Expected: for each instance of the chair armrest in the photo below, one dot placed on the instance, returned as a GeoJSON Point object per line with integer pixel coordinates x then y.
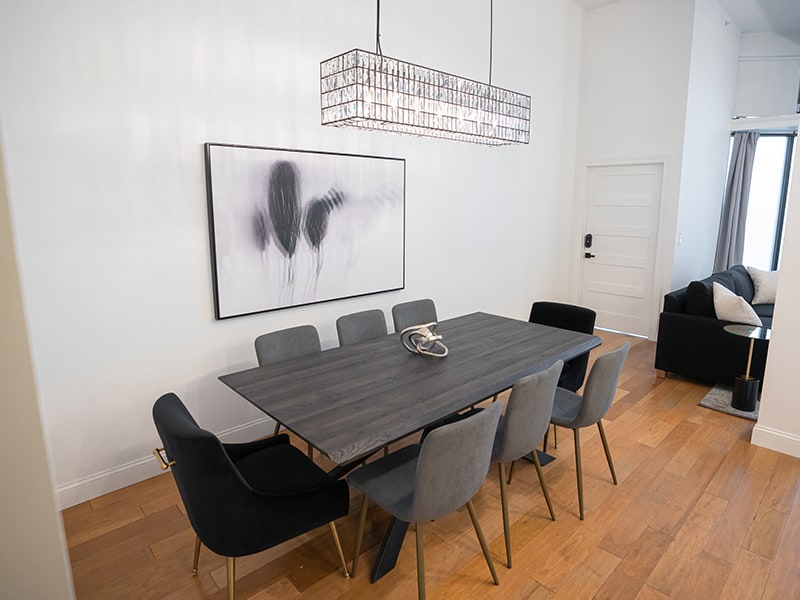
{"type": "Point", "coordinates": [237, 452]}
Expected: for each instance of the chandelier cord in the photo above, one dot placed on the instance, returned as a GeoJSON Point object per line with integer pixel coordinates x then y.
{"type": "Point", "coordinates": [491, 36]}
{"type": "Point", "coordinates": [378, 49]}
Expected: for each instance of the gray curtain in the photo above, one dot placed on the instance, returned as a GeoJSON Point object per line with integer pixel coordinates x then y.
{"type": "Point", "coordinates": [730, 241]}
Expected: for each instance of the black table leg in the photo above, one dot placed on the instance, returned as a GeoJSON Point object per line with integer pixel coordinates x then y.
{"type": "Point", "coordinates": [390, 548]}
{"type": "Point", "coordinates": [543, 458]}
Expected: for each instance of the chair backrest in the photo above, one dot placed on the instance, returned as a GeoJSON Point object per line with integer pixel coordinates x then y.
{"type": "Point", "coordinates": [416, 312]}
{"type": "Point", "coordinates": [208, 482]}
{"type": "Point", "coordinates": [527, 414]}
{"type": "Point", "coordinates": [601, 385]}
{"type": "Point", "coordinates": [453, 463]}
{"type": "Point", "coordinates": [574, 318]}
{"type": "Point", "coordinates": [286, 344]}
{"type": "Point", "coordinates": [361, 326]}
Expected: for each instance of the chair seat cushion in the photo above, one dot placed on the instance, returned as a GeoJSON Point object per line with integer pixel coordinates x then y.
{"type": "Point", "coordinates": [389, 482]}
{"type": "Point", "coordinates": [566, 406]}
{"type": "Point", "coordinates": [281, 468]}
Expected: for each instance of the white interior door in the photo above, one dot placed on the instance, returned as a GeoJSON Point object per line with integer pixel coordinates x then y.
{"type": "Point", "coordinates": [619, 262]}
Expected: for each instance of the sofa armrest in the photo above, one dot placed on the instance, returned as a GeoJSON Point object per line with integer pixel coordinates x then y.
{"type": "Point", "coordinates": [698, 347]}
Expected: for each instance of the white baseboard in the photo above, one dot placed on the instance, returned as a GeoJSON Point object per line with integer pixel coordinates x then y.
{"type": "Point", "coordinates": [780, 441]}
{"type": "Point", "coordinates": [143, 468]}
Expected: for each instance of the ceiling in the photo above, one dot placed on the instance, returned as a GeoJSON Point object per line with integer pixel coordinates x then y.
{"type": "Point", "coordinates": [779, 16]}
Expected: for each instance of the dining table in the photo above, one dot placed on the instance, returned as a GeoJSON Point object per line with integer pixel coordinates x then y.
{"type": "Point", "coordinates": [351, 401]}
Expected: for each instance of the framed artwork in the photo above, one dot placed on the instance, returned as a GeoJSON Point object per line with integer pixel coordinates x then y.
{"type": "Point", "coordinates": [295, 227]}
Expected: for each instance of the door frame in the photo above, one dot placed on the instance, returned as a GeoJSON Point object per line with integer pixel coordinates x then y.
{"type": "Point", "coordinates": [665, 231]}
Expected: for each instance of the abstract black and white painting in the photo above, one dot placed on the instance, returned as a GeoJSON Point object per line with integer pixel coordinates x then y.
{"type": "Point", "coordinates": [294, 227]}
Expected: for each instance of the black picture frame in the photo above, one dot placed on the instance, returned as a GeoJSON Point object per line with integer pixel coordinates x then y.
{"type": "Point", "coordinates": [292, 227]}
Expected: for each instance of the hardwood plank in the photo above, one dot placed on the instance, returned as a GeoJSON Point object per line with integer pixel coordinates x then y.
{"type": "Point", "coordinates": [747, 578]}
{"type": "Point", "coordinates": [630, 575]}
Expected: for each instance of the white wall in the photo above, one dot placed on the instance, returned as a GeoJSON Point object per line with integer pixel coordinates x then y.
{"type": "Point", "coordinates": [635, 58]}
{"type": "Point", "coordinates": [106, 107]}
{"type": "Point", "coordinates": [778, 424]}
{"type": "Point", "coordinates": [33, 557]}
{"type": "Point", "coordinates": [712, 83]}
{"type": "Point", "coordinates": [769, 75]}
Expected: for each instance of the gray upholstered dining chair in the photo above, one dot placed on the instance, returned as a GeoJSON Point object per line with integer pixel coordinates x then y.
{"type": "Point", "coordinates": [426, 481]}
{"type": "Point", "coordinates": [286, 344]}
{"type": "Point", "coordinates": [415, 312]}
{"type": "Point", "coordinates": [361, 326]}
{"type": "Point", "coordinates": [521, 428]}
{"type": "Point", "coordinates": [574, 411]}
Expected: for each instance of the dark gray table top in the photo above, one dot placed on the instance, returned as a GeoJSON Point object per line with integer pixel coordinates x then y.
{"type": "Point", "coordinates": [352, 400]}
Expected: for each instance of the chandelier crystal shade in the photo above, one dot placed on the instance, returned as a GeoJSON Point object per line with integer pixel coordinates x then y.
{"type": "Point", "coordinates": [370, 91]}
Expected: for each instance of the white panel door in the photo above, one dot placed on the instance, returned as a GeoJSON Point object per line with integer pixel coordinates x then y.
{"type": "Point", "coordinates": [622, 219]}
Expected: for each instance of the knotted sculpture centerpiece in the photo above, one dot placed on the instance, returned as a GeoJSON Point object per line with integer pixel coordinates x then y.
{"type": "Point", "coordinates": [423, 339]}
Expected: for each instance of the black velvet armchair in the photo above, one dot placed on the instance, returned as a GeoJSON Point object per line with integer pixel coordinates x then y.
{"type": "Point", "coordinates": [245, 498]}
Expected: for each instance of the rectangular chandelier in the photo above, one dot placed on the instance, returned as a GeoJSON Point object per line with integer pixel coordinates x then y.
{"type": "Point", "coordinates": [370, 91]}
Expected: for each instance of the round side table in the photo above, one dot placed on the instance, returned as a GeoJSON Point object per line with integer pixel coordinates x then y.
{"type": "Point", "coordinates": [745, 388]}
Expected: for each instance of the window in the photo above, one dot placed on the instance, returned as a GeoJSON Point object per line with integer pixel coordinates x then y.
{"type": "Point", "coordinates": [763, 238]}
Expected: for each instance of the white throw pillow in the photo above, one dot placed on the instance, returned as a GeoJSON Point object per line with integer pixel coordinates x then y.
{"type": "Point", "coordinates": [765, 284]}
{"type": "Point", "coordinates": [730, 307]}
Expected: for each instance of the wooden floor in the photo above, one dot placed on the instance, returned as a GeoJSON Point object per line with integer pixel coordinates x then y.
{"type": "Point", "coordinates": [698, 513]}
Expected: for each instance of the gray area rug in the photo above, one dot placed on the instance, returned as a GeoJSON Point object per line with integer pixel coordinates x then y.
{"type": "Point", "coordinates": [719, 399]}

...

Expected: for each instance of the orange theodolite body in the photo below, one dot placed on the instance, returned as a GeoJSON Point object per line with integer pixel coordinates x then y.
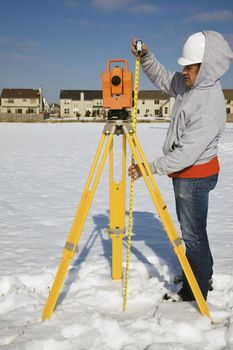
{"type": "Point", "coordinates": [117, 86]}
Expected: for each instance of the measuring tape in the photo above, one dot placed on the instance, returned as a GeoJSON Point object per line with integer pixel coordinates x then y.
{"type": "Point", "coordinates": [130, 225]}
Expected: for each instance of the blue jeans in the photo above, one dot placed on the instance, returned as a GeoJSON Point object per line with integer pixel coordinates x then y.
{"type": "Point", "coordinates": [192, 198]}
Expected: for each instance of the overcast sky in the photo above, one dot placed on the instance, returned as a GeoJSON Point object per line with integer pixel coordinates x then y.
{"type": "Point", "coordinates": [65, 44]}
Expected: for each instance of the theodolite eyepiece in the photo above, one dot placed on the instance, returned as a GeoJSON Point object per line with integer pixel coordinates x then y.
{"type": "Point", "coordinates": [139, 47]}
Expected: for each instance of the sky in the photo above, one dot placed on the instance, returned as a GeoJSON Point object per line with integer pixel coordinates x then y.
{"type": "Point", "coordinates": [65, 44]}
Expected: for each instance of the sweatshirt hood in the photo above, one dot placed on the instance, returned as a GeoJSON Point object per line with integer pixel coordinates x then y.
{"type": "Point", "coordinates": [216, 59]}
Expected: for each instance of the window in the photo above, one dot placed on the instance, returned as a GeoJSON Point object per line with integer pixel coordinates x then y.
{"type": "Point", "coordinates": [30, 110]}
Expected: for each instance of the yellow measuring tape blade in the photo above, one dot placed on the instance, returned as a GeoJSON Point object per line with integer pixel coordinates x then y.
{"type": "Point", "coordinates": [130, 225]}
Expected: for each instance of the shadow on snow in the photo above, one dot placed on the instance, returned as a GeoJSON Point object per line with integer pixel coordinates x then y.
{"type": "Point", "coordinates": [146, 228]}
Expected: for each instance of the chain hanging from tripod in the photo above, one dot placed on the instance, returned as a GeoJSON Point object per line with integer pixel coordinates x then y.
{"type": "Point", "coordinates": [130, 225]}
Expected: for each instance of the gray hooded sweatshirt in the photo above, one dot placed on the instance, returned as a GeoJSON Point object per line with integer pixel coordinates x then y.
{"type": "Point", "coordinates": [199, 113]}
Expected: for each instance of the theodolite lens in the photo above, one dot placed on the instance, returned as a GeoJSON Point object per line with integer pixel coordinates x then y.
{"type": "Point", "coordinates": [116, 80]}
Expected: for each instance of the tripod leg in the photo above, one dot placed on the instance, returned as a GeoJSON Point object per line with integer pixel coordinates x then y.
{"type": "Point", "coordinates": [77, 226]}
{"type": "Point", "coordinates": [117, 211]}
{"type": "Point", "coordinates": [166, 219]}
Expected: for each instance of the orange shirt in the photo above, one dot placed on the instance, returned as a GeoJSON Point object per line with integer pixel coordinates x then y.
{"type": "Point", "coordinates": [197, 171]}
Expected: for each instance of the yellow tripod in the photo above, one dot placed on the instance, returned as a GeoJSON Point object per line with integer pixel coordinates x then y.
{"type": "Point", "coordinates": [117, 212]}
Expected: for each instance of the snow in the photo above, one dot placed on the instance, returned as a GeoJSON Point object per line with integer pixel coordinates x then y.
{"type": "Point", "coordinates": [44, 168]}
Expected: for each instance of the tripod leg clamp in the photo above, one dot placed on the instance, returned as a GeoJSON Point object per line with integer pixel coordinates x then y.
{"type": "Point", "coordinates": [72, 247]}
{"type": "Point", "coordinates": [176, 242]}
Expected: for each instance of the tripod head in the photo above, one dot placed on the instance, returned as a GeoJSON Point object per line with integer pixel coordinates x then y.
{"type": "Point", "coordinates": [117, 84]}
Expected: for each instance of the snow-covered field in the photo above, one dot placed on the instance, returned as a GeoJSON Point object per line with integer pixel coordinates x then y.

* **HOW TO COMPLETE THIS TASK**
Starting at the line that has "Expected: for each instance of the snow in" in the records above, restate word for word every line until the one that has "Expected: for each instance of the snow-covered", and include that one as well.

* **WRITTEN RESPONSE**
Expected: for each instance of the snow in the photo above, one dot placed on the instance, returned as a GeoJSON Point object per line with integer pixel coordinates x then y.
{"type": "Point", "coordinates": [44, 168]}
Expected: for each instance of the tripod leg clamp in the photo above, one dot placed on the instance, returned as a GeoJSON Point object per line with integer pixel coordinates x then y.
{"type": "Point", "coordinates": [72, 247]}
{"type": "Point", "coordinates": [176, 242]}
Expected: for each instance of the tripod head in the photo above, one dot placed on the instance, returned as a GeoJSON Point object per line with integer pixel coordinates x then y.
{"type": "Point", "coordinates": [117, 84]}
Expected: for each instance of the snow-covered field in the photo above, one dot placed on the instance, returned as a GeoJSON Point object per line with integer pixel coordinates x then y.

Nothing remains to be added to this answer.